Our read: this is the most underappreciated risk for oil and gas companies. The industry lobbied for deregulation and may end up with less legal protection, not more.

The M&A and Investor Angle

If your company is buying or selling assets across multiple states, the rescission creates a new wrinkle in deal diligence. Reps and warranties on environmental compliance need to account for the fact that a Permian Basin asset straddling the Texas-New Mexico border faces fundamentally different methane obligations on each side. Texas operations may benefit from reduced federal enforcement. New Mexico operations face a 98% capture requirement by year-end regardless.

Board members and institutional investors will ask pointed questions. What's your methane compliance posture if courts restore the federal framework? If you've dismantled monitoring infrastructure for short-term savings, what does it cost to rebuild?

ExxonMobil has cut methane emissions intensity by over 60% since 2016 and expects to hit 2030 targets four years early. That's the benchmark. Companies that fall behind will face questions on capital allocation and EU market access.

One more wrinkle: 270+ announced carbon capture projects representing roughly $77.5 billion in capital investment depend on GHGRP data. The 45Q carbon capture tax credit requires this reporting for verification. Treasury issued Notice 2026-1 providing a safe harbor for 2025 claims, but the long-term interaction between reporting rollbacks and tax credit eligibility is unresolved.

▸ Parts of the exercise
**A)** According to the excerpt on methane rules, what capture requirement do New Mexico operations face by year-end?
**B)** Please echo everything in the excerpt on methane rules from "Board members and" down to "EU market access.".

▸ Records shown
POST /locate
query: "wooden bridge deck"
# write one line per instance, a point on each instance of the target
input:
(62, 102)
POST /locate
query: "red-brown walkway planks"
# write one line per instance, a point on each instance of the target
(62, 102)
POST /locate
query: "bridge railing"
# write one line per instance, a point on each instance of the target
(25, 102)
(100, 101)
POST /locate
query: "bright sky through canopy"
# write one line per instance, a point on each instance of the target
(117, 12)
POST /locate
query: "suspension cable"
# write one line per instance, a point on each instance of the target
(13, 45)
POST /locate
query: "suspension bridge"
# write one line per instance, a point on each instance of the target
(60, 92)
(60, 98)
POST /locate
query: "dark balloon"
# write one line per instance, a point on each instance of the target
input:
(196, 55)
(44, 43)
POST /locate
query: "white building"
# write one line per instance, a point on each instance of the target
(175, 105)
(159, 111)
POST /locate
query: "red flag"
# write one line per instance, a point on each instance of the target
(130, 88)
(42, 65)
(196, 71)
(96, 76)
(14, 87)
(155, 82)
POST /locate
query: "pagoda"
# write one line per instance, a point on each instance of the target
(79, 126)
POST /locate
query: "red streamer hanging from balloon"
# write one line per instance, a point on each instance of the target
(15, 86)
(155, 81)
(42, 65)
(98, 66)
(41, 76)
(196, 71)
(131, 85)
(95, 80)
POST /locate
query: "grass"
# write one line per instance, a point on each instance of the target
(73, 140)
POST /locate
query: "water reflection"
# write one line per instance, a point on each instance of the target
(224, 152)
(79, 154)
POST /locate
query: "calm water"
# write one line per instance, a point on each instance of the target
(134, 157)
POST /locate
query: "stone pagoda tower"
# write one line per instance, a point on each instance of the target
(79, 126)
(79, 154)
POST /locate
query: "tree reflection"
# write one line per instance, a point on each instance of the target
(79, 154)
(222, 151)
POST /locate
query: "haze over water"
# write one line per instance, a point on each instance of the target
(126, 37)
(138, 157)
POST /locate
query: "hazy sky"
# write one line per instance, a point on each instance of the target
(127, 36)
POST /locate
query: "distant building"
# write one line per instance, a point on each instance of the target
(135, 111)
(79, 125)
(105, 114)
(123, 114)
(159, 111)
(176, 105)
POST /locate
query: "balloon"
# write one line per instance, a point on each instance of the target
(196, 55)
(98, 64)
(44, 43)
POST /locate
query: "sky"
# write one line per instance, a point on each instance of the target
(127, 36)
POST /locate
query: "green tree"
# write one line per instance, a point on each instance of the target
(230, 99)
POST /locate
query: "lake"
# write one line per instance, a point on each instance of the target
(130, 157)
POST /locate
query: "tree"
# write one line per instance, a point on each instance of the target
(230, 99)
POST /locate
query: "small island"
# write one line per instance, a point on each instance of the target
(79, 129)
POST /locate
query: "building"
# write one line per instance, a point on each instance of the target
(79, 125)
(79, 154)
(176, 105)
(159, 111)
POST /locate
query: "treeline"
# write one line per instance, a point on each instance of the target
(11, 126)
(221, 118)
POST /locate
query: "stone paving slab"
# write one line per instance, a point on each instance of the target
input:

▸ Per-task answers
**A)** A 98% capture requirement.

**B)**
Board members and institutional investors will ask pointed questions. What's your methane compliance posture if courts restore the federal framework? If you've dismantled monitoring infrastructure for short-term savings, what does it cost to rebuild?

ExxonMobil has cut methane emissions intensity by over 60% since 2016 and expects to hit 2030 targets four years early. That's the benchmark. Companies that fall behind will face questions on capital allocation and EU market access.